# WHAT IS BEING ASKED:
Put every line of the rows below into a Markdown table with two columns, Number and Line, and skip any blank lines.

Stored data
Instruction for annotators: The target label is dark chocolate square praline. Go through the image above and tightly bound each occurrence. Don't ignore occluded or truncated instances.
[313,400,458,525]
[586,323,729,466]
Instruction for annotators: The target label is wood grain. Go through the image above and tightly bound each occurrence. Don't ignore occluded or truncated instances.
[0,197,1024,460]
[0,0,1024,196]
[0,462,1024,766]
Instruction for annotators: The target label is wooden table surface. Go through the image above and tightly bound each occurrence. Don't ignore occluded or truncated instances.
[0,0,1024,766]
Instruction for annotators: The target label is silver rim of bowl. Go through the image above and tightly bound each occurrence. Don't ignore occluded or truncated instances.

# TASK RESULT:
| Number | Line |
|---|---|
| 1 | Instruction for annotators: The target label is dark chocolate square praline. Go through the image above and tightly bound each occurrence. Don't ignore occluded or truncated instances. |
| 2 | [313,400,458,525] |
| 3 | [586,323,729,466] |
| 4 | Instruction for annotators: The target label is wood grain. Go through the image above and tightly bound each occurrence. Don't ignore occluded or truncated instances. |
| 5 | [0,197,1024,460] |
| 6 | [0,0,1024,196] |
| 7 | [0,462,1024,766] |
| 8 | Instruction for annotators: The target label is wooden table surface. Go through the image above and tightly bound each occurrence. Don't ignore occluded or truncated instances. |
| 9 | [0,0,1024,766] |
| 10 | Instruction for annotators: The target label is silver rim of bowl. Go through the image above and tightly bound each occurrence. Don't ignore occluded or truncated instances. |